BEGIN Provided data

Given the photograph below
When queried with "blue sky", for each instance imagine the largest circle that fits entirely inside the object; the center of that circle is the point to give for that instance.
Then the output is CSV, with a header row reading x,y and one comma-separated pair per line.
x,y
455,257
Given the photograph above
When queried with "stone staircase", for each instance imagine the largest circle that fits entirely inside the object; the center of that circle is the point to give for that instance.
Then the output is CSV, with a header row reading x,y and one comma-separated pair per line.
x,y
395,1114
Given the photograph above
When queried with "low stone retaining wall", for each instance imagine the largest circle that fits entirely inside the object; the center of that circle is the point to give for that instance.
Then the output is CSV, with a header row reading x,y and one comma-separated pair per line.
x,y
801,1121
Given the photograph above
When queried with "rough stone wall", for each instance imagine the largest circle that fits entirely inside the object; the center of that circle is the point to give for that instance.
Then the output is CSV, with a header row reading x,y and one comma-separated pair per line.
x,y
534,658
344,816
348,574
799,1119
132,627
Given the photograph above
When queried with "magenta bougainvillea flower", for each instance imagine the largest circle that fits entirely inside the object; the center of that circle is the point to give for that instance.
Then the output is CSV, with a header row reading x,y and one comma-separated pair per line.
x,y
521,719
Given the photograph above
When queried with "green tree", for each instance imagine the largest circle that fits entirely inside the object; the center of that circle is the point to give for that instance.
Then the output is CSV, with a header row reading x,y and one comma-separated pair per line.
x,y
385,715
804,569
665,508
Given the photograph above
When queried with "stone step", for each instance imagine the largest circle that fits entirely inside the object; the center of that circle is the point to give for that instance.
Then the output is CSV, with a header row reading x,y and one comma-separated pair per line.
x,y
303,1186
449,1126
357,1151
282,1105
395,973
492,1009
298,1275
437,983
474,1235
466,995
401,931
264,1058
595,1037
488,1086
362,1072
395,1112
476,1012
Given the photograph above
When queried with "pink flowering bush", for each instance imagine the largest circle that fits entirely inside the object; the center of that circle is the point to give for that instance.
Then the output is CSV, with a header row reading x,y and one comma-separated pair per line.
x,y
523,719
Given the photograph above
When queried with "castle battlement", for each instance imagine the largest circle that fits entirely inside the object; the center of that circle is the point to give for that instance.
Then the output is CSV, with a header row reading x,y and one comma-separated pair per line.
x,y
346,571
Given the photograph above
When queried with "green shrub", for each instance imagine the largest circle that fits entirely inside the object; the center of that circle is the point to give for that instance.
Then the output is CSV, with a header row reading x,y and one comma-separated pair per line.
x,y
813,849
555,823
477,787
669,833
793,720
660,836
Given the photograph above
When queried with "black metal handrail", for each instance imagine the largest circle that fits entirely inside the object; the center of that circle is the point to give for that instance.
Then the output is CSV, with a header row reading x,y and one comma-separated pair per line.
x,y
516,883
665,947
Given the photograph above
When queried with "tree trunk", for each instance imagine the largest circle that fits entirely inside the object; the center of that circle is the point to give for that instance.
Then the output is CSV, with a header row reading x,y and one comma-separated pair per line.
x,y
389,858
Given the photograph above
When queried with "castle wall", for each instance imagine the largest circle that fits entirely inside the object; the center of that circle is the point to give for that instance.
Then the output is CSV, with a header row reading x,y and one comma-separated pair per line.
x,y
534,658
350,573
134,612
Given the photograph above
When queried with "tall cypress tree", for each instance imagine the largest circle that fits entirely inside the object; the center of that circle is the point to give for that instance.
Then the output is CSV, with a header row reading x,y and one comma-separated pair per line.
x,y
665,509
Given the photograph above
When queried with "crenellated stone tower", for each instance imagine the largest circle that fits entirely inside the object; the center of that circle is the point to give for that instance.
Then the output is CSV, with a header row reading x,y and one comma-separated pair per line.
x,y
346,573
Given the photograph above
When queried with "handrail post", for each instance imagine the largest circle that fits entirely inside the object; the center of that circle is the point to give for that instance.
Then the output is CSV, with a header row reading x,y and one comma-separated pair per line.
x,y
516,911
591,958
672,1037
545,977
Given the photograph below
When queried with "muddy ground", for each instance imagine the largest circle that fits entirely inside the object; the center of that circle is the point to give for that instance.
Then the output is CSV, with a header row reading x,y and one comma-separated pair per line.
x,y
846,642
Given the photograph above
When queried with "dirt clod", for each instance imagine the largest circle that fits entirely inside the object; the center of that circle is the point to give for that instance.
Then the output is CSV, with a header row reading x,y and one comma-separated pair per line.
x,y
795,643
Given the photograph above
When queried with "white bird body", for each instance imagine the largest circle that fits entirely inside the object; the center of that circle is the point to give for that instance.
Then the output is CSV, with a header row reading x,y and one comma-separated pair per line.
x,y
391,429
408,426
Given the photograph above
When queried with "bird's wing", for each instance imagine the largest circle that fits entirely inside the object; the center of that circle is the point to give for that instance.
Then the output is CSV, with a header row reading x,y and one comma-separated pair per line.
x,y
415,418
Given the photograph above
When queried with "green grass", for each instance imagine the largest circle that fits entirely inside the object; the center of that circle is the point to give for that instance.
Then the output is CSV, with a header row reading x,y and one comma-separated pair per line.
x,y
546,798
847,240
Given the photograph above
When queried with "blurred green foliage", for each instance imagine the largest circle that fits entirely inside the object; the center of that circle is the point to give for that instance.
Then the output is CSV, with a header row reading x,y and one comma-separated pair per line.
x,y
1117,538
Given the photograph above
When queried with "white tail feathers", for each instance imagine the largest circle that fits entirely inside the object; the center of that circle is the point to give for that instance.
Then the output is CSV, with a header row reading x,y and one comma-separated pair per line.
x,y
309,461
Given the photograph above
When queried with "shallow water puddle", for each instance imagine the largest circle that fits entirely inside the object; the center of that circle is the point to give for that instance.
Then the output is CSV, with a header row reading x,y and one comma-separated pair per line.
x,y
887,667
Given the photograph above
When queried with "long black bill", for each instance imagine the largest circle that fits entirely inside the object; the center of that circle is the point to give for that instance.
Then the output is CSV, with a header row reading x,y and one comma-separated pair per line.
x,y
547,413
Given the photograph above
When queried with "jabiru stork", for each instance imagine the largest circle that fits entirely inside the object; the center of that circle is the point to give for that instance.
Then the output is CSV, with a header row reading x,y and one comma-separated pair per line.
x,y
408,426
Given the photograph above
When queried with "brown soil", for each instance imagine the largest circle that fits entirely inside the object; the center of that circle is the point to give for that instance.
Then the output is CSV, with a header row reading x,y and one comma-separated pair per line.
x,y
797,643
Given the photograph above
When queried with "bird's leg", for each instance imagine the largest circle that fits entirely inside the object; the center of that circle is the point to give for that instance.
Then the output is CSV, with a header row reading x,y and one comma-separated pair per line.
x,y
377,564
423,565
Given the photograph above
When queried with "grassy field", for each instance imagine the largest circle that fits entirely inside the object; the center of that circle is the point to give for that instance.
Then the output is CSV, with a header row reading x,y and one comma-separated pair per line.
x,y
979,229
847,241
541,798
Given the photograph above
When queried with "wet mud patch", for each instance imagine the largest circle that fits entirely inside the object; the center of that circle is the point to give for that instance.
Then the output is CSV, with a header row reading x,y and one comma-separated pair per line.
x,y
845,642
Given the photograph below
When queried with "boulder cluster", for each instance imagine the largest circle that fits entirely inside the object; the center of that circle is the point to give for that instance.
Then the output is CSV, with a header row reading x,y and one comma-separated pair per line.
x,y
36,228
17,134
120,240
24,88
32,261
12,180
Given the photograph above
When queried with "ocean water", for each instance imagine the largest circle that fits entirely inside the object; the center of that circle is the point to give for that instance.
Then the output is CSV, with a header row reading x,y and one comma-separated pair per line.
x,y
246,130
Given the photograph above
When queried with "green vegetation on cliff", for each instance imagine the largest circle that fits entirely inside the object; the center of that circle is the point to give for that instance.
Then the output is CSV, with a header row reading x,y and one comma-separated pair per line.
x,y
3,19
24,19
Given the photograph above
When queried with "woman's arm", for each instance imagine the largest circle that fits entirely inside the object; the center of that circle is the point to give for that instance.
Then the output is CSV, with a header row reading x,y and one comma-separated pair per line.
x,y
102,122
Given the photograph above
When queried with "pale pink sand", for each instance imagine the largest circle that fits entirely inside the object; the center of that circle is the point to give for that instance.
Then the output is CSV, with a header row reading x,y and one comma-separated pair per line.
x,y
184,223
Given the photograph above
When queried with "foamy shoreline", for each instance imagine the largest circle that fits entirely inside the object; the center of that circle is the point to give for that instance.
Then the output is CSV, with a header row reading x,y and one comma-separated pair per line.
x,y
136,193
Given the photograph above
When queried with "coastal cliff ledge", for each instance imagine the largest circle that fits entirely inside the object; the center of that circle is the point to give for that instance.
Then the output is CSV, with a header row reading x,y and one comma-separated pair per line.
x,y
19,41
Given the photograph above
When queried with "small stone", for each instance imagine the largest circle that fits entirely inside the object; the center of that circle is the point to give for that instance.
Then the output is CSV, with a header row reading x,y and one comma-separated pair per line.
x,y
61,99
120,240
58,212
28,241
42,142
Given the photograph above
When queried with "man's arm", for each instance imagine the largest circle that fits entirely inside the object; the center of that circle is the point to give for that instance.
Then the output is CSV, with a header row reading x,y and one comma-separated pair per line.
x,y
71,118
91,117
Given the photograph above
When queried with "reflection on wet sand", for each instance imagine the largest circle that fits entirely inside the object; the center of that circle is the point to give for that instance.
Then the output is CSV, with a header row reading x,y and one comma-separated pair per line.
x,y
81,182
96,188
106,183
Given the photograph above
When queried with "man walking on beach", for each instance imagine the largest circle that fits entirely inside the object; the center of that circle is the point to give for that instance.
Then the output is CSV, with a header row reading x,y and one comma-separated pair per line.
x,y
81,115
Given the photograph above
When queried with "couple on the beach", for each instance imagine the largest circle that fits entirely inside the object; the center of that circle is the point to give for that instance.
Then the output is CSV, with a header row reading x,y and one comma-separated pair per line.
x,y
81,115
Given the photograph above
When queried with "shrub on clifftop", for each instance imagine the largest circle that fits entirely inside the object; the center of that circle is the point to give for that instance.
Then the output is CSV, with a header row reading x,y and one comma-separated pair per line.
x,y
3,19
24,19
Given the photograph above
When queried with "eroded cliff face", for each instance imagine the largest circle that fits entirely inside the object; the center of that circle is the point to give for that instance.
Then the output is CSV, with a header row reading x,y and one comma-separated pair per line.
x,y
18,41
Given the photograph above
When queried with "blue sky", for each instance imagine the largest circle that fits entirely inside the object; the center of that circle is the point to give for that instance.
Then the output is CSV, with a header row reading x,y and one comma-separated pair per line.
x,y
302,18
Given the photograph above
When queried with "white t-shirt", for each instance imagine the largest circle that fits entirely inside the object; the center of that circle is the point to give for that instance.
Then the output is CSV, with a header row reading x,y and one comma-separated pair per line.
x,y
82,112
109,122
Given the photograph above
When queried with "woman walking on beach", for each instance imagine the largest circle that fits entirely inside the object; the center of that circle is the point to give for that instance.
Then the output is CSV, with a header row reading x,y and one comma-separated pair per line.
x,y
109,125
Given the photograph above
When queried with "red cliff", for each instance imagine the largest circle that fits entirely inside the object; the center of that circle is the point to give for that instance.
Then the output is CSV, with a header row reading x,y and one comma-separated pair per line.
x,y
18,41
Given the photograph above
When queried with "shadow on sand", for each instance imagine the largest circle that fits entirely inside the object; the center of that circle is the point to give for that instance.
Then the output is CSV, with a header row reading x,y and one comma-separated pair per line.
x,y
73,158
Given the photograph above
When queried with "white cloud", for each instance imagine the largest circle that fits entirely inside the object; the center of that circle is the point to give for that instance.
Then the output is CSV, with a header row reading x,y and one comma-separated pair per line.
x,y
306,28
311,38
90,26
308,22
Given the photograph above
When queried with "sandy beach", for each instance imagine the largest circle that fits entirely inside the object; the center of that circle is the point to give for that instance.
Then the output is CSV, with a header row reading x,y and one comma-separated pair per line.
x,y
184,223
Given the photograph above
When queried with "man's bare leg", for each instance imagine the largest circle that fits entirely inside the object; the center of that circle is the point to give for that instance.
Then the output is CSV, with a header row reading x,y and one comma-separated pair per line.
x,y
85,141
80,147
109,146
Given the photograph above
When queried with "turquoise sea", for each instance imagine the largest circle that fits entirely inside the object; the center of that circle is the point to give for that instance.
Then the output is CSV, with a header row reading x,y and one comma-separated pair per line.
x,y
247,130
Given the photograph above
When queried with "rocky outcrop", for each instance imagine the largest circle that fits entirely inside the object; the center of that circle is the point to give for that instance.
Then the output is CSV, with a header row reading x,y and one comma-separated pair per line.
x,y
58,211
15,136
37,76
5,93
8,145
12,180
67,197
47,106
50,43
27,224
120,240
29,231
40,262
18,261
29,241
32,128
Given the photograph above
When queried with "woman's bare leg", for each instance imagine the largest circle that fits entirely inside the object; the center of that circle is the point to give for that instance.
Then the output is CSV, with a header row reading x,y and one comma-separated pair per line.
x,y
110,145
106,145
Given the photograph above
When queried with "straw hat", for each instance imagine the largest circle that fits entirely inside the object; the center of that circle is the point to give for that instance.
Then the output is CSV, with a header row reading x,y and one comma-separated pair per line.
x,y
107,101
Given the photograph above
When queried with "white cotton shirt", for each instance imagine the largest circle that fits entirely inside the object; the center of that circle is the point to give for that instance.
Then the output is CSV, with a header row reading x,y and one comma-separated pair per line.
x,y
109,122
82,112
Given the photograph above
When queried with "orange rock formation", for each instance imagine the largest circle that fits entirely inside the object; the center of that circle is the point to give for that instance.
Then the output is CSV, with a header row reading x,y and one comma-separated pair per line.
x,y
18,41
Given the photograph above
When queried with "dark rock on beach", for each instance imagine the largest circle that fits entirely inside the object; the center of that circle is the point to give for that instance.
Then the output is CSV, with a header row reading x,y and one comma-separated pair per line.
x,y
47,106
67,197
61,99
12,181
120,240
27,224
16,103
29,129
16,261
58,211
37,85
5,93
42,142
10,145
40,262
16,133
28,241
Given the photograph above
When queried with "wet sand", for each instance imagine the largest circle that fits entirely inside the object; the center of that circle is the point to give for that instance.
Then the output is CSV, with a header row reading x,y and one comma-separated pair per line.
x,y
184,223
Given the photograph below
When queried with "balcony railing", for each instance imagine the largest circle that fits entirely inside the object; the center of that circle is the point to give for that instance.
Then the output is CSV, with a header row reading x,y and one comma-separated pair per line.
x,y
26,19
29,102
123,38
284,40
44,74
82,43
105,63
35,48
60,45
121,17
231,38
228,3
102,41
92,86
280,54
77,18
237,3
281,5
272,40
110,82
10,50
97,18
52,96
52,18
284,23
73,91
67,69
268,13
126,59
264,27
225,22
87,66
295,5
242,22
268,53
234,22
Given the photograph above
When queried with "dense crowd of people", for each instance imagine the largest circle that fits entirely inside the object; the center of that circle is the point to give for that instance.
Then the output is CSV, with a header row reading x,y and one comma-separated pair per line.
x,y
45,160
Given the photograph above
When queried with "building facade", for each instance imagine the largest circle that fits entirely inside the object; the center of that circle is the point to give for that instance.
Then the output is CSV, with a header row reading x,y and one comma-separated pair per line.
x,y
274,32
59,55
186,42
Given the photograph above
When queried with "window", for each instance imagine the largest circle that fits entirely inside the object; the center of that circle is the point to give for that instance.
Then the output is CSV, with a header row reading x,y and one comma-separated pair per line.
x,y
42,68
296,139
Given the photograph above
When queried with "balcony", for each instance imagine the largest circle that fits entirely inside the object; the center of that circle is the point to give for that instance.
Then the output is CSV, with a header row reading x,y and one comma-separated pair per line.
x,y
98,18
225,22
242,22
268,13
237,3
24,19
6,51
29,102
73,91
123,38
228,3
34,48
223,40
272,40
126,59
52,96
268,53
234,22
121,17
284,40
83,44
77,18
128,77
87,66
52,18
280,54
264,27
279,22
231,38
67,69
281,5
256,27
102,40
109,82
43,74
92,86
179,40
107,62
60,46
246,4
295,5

END Provided data

**Your assignment:**
Write the number of lines in the data above that contain the word "shrub", and add nothing to it.

**Exercise solution:**
2